====== Supplied material

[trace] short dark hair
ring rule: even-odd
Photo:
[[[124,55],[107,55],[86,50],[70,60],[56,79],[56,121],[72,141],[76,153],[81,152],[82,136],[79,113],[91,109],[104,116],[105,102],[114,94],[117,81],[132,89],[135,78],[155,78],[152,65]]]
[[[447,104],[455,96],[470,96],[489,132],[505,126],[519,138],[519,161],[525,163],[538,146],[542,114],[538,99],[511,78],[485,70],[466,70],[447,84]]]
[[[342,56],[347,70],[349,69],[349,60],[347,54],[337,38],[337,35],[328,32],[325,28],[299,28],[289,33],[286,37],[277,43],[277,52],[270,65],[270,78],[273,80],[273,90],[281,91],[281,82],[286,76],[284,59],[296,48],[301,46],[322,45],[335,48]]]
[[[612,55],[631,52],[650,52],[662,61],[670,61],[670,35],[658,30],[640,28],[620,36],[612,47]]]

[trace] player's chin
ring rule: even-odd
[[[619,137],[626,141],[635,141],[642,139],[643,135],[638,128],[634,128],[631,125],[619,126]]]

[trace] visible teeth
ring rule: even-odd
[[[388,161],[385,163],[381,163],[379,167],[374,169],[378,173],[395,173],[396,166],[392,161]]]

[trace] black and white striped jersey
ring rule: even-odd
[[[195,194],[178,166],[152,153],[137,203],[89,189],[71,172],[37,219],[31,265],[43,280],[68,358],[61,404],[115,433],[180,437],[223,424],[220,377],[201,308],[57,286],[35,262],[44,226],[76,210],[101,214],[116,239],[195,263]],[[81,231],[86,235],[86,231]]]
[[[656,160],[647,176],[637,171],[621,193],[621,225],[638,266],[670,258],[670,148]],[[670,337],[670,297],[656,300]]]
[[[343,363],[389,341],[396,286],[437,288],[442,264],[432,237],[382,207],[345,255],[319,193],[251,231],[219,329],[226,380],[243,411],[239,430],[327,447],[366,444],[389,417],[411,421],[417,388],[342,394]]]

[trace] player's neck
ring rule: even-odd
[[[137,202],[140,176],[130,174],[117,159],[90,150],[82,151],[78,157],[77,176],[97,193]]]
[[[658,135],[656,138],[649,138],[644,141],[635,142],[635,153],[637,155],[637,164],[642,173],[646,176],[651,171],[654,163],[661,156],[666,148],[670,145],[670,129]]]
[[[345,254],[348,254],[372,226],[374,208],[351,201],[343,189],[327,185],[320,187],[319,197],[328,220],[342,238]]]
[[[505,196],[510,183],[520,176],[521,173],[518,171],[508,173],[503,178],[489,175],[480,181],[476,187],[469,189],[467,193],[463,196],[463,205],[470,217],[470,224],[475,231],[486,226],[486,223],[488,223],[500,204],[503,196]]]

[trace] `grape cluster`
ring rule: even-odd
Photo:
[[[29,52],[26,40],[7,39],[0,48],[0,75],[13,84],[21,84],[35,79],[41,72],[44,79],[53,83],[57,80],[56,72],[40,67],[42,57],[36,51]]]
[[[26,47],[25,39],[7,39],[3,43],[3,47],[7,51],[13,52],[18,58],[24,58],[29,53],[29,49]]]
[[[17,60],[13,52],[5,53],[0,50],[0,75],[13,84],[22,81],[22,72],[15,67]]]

============

**Given task**
Return only the lines running from the line with "[trace] player's neck" to the last line of the records, both included, exactly as written.

**Full solution**
[trace] player's neck
ring rule: even-odd
[[[137,202],[140,176],[130,174],[117,159],[90,150],[82,151],[78,157],[77,176],[97,193]]]
[[[658,135],[656,138],[649,138],[644,141],[635,142],[635,153],[637,155],[637,164],[642,173],[646,176],[651,171],[654,163],[661,156],[666,148],[670,145],[670,129]]]
[[[345,254],[348,254],[372,226],[374,208],[351,201],[343,189],[327,185],[320,187],[319,197],[328,220],[342,238]]]
[[[505,196],[510,183],[520,176],[521,173],[518,171],[508,173],[503,178],[489,175],[480,181],[476,187],[469,189],[467,193],[463,196],[463,205],[470,217],[470,224],[475,231],[486,226],[486,223],[488,223],[500,204],[503,196]]]

[trace] `grape cluster`
ring rule: even-odd
Photo:
[[[29,52],[26,40],[7,39],[0,48],[0,75],[13,84],[21,84],[35,79],[41,72],[44,79],[53,83],[57,80],[56,72],[40,67],[42,57],[36,51]]]
[[[26,47],[25,39],[7,39],[3,43],[3,47],[7,51],[13,52],[18,58],[24,58],[29,53],[29,49]]]
[[[17,60],[13,52],[5,53],[0,50],[0,75],[13,84],[22,81],[22,72],[15,67]]]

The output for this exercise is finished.